[What you need to do] Extract every line of the records below that contains the word "stage", matching case exactly.

Image entries for named regions
.....
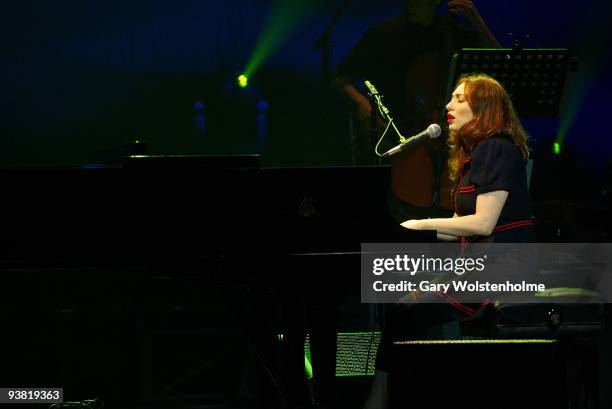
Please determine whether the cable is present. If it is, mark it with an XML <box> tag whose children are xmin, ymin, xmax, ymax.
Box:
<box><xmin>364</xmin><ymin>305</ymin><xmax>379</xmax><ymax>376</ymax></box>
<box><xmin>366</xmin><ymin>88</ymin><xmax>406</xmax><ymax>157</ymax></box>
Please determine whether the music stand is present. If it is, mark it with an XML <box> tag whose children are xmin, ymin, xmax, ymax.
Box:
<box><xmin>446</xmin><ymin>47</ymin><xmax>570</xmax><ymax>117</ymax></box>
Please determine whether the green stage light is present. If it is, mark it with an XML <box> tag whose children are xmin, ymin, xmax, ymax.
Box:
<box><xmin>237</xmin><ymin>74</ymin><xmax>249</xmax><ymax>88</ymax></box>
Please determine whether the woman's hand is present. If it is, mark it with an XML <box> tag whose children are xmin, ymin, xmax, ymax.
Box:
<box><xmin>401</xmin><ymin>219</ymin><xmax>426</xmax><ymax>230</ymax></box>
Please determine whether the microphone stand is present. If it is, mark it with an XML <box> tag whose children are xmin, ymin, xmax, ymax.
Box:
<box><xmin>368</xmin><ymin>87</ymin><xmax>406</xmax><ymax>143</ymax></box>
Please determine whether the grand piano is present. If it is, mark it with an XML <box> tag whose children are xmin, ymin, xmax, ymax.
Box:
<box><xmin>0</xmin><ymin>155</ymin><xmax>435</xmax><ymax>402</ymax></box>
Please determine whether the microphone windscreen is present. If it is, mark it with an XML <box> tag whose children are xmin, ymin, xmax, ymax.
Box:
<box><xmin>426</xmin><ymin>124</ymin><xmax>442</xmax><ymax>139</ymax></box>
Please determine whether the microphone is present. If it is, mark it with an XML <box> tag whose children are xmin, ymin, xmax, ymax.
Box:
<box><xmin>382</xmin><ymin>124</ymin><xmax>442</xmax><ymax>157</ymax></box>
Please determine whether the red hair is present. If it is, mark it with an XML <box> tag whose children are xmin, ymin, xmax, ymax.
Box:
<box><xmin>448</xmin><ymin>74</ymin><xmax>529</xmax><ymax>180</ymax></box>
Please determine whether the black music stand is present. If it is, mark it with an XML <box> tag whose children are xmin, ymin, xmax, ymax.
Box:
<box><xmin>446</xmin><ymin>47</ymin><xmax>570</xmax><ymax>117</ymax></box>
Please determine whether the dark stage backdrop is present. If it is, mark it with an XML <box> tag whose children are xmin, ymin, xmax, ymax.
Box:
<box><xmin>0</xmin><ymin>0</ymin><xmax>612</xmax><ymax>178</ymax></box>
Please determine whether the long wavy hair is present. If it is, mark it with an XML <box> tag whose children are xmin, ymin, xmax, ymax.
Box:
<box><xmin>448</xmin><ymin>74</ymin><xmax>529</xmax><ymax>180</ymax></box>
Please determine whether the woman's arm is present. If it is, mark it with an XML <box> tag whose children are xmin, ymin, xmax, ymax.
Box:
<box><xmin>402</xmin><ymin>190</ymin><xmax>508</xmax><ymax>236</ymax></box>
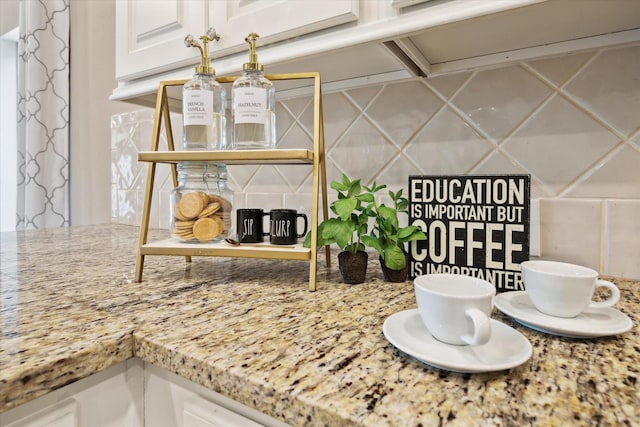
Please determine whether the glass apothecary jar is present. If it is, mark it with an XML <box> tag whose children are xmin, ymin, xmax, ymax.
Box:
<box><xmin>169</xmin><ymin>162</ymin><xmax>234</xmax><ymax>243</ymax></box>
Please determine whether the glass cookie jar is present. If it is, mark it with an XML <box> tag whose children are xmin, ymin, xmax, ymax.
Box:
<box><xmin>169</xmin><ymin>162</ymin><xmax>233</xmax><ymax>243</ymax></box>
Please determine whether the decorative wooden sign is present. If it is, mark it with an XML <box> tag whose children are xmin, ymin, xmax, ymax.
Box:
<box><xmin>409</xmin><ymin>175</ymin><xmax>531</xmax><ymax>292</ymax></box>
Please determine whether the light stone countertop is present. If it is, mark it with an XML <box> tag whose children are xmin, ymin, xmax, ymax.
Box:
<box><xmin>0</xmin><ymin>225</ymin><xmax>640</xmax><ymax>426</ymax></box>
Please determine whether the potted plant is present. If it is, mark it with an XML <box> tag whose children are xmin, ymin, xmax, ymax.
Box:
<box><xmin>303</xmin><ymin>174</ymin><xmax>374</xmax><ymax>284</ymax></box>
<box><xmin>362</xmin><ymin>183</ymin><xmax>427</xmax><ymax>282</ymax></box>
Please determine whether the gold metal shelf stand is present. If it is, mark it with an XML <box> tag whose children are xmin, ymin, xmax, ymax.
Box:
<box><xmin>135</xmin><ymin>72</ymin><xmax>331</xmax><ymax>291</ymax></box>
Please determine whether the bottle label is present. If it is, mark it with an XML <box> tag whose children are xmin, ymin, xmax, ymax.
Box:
.....
[Solution to this exercise]
Please determine whether the green stage light is present. If it is, mark it with an XML <box> tag whose children are xmin, ymin, xmax, ymax.
Please determine whether the dark stage backdrop is present. If it is, mark it with an XML <box> tag whose children are xmin, ymin, xmax, ymax.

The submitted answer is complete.